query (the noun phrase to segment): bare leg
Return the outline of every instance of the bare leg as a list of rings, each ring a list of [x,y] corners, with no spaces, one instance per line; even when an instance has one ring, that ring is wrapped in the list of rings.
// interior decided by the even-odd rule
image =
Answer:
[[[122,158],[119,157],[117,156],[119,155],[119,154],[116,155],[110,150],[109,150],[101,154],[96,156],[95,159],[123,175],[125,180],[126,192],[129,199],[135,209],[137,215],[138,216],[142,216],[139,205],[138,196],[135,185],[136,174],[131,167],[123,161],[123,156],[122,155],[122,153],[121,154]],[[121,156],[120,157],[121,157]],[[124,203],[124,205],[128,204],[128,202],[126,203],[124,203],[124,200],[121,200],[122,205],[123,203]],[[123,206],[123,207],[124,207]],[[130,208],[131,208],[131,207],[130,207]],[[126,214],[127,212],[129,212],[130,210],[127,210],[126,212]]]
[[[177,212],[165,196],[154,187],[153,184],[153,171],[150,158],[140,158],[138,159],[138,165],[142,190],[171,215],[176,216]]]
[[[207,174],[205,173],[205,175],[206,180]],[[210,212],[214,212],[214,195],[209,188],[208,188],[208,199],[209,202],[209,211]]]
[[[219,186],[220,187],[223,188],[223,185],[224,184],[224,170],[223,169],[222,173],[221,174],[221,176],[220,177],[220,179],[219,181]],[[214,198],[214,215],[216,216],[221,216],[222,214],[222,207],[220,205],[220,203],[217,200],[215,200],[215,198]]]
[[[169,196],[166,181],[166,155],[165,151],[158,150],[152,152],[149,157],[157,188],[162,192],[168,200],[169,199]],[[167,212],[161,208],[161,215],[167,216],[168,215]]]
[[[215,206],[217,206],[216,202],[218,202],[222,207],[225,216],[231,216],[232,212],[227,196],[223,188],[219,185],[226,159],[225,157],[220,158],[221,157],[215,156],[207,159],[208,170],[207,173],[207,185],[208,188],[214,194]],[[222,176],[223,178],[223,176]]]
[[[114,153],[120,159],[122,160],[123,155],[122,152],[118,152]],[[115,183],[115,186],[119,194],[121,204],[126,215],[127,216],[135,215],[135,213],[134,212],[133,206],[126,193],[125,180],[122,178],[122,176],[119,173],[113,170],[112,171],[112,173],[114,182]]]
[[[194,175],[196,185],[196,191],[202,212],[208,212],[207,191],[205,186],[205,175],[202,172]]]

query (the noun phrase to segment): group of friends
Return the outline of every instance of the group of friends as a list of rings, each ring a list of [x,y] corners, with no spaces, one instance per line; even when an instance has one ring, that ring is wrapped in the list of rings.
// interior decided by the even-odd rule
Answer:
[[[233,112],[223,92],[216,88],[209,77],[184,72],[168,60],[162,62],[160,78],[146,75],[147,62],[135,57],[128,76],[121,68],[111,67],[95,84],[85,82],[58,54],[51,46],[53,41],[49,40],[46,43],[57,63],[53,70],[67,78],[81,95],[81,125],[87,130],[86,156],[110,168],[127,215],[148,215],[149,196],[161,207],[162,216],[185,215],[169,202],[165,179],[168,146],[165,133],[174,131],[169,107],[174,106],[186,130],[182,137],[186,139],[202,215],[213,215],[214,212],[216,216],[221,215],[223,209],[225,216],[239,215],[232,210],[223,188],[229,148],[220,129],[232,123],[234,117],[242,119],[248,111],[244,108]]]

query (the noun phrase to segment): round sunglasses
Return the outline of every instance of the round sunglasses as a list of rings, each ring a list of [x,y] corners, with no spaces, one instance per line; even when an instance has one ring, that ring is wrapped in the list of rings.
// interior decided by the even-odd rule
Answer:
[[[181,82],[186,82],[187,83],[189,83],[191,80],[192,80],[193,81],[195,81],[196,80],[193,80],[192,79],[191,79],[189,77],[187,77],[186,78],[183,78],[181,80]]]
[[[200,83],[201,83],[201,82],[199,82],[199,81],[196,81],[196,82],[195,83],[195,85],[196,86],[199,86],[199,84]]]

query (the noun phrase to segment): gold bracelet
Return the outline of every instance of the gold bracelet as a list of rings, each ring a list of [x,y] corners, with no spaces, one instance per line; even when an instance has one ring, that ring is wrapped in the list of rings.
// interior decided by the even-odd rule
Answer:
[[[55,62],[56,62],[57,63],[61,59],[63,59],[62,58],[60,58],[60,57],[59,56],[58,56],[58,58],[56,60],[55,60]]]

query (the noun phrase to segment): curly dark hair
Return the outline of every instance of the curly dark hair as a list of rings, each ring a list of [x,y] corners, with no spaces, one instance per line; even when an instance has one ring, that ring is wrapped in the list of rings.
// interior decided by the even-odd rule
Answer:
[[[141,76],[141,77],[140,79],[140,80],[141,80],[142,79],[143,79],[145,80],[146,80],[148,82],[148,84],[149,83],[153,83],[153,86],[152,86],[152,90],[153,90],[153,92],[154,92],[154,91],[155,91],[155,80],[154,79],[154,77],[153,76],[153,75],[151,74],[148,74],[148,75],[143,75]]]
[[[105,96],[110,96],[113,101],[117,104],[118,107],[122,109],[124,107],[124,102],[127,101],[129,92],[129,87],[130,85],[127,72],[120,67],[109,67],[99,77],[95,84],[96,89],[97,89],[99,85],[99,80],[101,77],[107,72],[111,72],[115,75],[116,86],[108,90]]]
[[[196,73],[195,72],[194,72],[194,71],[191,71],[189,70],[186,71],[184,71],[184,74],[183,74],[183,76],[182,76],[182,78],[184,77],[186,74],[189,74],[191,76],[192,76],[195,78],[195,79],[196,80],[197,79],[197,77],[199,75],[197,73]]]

◆ Challenge ◆
Above are the records; copy exactly the lines from the one with "query (the noun phrase to segment): gold" through the final line.

◆ Answer for this exercise ◆
query (the noun phrase to segment): gold bracelet
Return the outline of every instance of the gold bracelet as a list of rings, each ring a list of [x,y] corners, with no spaces, one instance per line; even when an instance has one ring, that ring is wrapped in the list of rings.
// interior decided by the even-odd rule
Answer:
[[[55,62],[56,62],[57,63],[61,59],[63,59],[62,58],[60,58],[60,57],[59,56],[58,56],[58,58],[56,60],[55,60]]]

query (the noun phrase to segment): curly dark hair
Return the outline of every instance of the curly dark hair as a list of rings, each ring a list of [x,y] corners, with no spaces, one instance per line; even when an instance has one ring, that ring is wrapped in the list of rings.
// interior decided by the even-odd rule
Answer:
[[[141,76],[141,77],[140,79],[140,80],[141,80],[142,79],[143,79],[145,80],[146,80],[148,82],[148,84],[149,83],[153,83],[153,86],[152,86],[152,90],[153,90],[153,92],[154,92],[154,91],[155,91],[155,80],[154,79],[154,77],[153,76],[153,75],[151,74],[148,74],[148,75],[143,75]]]
[[[105,96],[110,96],[113,101],[117,104],[118,107],[122,109],[124,107],[124,102],[127,101],[129,92],[129,87],[130,85],[127,72],[120,67],[109,67],[99,77],[95,84],[96,89],[97,89],[99,85],[99,80],[101,77],[107,72],[111,72],[115,75],[116,86],[108,90]]]
[[[196,73],[195,72],[194,72],[194,71],[191,71],[189,70],[186,71],[184,71],[184,74],[183,74],[183,76],[182,76],[182,78],[184,77],[186,74],[189,74],[191,76],[192,76],[195,78],[195,79],[196,80],[197,79],[197,77],[199,75],[197,73]]]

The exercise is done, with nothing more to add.